Write out every one of the entries below word for word, leaving the pictures out of your copy.
--- BEGIN Provided data ---
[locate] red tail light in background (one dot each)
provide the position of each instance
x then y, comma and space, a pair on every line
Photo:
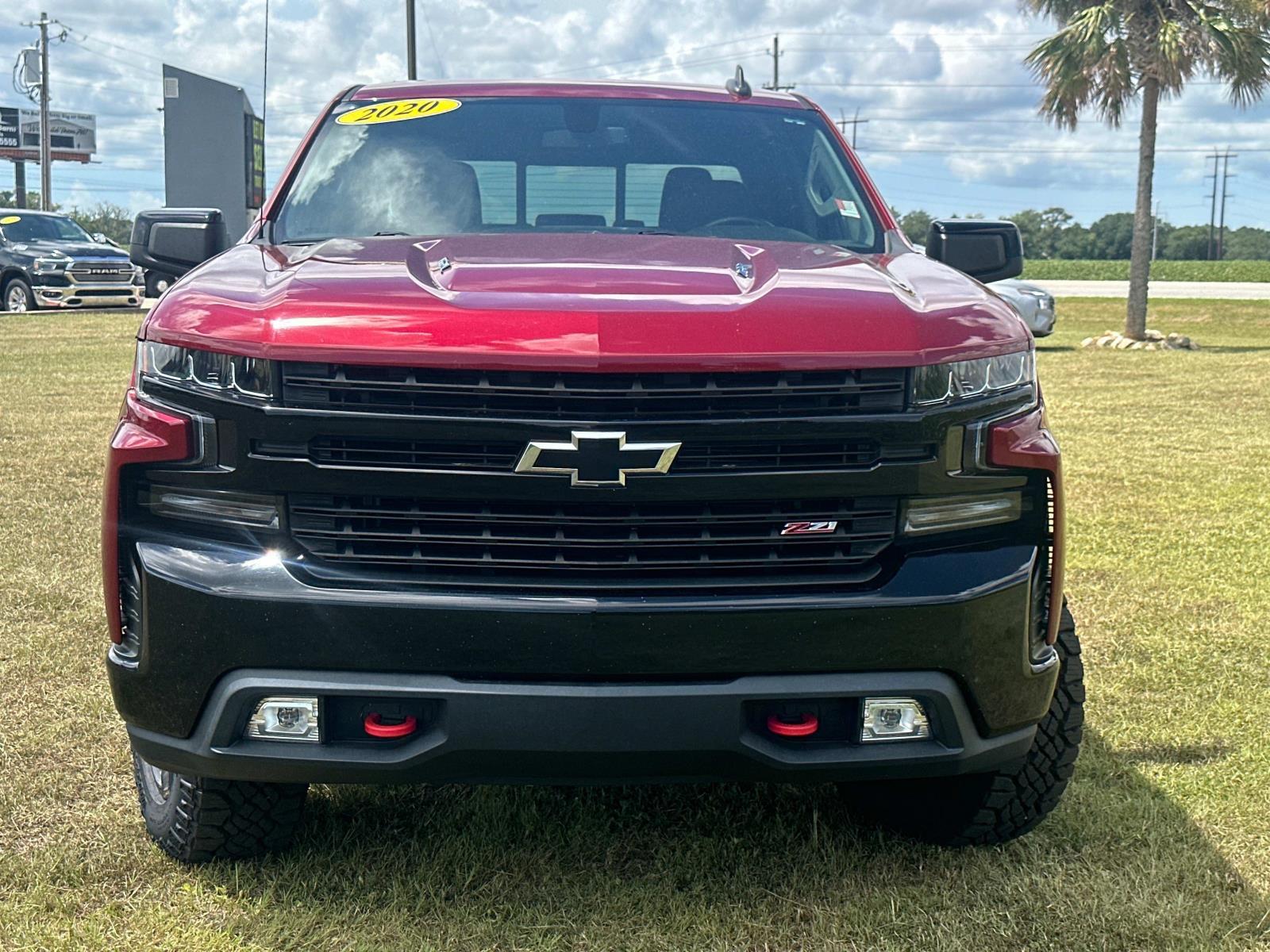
145, 435
1026, 442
--- END Provided data ---
**Result of this task:**
[locate] red tail light in background (one dot each)
provide the position of each instance
x then y, comma and space, a pair on every line
Photo:
145, 435
1026, 442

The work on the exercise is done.